§ **BRIEF 1**:
Name every land use feature that, according to the excerpt on air pollution and exercise, a land use regression analysis draws on.
§ **BRIEF 2**:
Write a continuation of the article on air pollution, exercise, and brain health, picking up after its final sentence.

§ **PAGE EXCERPT**:
According to a new analysis, those who do vigorous physical activities like running or competitive sports in areas with higher levels of air pollution may see less benefit from those activities when it comes to certain brain diseases markers.

White matter hyperintensities, a sign of damage to the brain’s white matter, and gray matter volume were two of the markers studied in the study. Smaller hyperintensity levels and larger gray matter volumes indicate better brain health.

Vigorous exercise may increase exposure to air pollution and prior studies have shown adverse effects of air pollution on the brain,” says study author Dr. Melissa Furlong.

“We did show that physical activity is associated with improved markers of brain health in areas with lower air pollution. However, some beneficial effects essentially disappeared for vigorous physical activity in areas with the highest levels of air pollution.

“That’s not to say people should avoid exercise. Overall, the effect of air pollution on brain health was modest—roughly equivalent to half the effect of one year of aging, while the effects of vigorous activity on brain health were much larger—approximately equivalent to being three years younger.”

The study looked at 8,600 participants from the UK Biobank, a major biological database, with an average age of 56. The exposure of people to pollution, such as nitrogen dioxide and particulate matter (liquid or solid particles suspended in the air), was calculated using land use regression. A land use regression analysis analyzes air pollution levels based on air monitors and land use features such as transportation, agriculture, and industrial air pollution sources.

The participants’ exposure to air pollution was divided into four equal groups, ranging from the least to the most.

(Point localization data)
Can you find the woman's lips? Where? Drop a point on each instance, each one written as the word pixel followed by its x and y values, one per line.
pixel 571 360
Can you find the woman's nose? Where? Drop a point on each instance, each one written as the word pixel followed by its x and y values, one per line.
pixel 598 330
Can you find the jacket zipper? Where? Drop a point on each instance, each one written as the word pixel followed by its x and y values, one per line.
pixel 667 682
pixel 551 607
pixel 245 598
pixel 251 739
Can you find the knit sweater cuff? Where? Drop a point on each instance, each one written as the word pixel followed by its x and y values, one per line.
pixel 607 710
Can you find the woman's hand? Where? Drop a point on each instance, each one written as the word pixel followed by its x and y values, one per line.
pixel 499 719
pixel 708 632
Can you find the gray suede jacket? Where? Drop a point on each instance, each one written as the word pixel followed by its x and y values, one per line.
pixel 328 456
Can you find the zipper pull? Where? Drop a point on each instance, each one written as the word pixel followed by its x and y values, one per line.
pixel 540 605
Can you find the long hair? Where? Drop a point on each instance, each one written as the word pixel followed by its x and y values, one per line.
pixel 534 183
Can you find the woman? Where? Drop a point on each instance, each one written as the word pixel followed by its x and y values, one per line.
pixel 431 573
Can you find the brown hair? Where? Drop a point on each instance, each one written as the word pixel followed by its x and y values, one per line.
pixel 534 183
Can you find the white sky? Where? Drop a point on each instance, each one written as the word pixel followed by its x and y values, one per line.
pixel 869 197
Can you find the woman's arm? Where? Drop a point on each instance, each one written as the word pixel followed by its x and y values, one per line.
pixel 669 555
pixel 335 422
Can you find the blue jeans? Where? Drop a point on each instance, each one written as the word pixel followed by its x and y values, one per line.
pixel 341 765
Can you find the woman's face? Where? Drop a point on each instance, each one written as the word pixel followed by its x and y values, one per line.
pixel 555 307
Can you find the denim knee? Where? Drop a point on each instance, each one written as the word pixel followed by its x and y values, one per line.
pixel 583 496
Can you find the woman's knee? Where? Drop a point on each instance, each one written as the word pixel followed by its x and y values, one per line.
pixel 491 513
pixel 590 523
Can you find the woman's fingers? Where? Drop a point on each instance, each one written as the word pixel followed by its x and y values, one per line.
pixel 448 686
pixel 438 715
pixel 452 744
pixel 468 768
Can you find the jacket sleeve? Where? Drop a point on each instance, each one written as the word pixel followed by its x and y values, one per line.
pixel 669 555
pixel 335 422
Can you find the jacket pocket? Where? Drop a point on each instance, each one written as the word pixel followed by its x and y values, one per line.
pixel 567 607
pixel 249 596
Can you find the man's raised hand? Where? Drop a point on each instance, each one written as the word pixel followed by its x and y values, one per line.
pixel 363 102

§ **REPLY 1**:
Transportation, agriculture, and industrial air pollution sources.

§ **REPLY 2**:
For one week, each person’s physical activity was tracked using an accelerometer. The researchers next classified their physical activity patterns based on how much vigorous physical activity individuals got per week, which ranged from none to 30 minutes or more.

People who did the most vigorous physical activity each week had 800 cm3 gray matter volume on average, compared to 790 cm3 gray matter volume in people who didn’t do any vigorous exercise. Researchers discovered that exposure to air pollution had no influence on the effects of physical activity on gray matter volume. When looking at white matter hyperintensities, researchers discovered that exposure to air pollution affected the impact of vigorous physical activity. After controlling for age, gender, and other factors, researchers discovered that intense physical exercise reduced white matter hyperintensities in low-pollution areas, but not in high-pollution ones.

“More research is needed, but if our findings are replicated, public policy could be used to address people’s exposure to air pollution during exercise,” Furlong added.

“For example, since a significant amount of air pollution comes from traffic, promoting running or bicycling along paths far from heavy traffic may be more beneficial.”

The study’s limitation is that it only examined air pollution levels from one year, and levels can vary from year to year.